### Exercise goal
Please put all of the material below into a two-column CSV with the headers input and output. Each row pairs one text with its answer, each in a single quoted field with line breaks replaced by spaces.

+++

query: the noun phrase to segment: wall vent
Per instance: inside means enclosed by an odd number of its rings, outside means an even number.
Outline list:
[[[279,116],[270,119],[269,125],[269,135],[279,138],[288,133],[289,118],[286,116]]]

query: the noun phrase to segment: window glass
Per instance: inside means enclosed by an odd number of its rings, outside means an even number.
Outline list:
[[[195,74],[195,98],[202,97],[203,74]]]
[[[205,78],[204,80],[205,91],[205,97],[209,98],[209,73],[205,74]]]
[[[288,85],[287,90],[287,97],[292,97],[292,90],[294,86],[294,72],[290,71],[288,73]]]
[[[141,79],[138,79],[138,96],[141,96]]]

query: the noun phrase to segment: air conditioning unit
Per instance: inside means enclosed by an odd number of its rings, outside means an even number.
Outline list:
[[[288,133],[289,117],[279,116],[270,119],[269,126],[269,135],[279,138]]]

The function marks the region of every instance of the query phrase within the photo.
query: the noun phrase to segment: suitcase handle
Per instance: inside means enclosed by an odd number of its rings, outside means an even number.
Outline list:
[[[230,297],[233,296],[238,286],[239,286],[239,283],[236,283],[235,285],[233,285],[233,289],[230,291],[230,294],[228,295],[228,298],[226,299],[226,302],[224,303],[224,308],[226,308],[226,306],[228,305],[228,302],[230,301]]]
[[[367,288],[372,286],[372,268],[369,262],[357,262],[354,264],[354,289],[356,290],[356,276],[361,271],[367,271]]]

+++

### The response
input,output
"query: the noun phrase to segment: wall vent Per instance: inside means enclosed by an odd number of its rings, outside means an even number. Outline list:","[[[279,116],[270,119],[269,125],[269,135],[279,138],[288,133],[289,118],[286,116]]]"
"query: the noun phrase to segment: window glass Per instance: inside means enclosed by an odd number of its rings, outside means an even number. Outline list:","[[[195,74],[195,98],[202,97],[203,74]]] [[[205,78],[204,80],[205,91],[205,97],[209,98],[209,73],[205,74]]] [[[288,85],[287,90],[287,97],[292,97],[292,90],[294,86],[294,72],[290,71],[288,73]]] [[[141,79],[138,79],[138,96],[141,96]]]"
"query: the noun phrase to segment: air conditioning unit Per instance: inside means enclosed by an odd number of its rings, outside means an even number. Outline list:","[[[288,133],[289,117],[279,116],[270,119],[269,126],[269,135],[279,138]]]"
"The function marks the region of every instance of the query phrase within the photo. query: the noun phrase to segment: suitcase handle Per instance: inside means enclosed by an odd number of its rings, outside means an even number. Outline list:","[[[230,297],[233,296],[238,286],[239,286],[239,283],[236,283],[235,285],[233,285],[233,289],[230,291],[230,294],[228,295],[228,298],[226,299],[226,302],[224,303],[224,308],[226,308],[226,306],[228,305],[228,302],[230,301]]] [[[367,288],[372,286],[372,268],[369,262],[357,262],[354,264],[354,289],[356,290],[356,276],[361,271],[367,271]]]"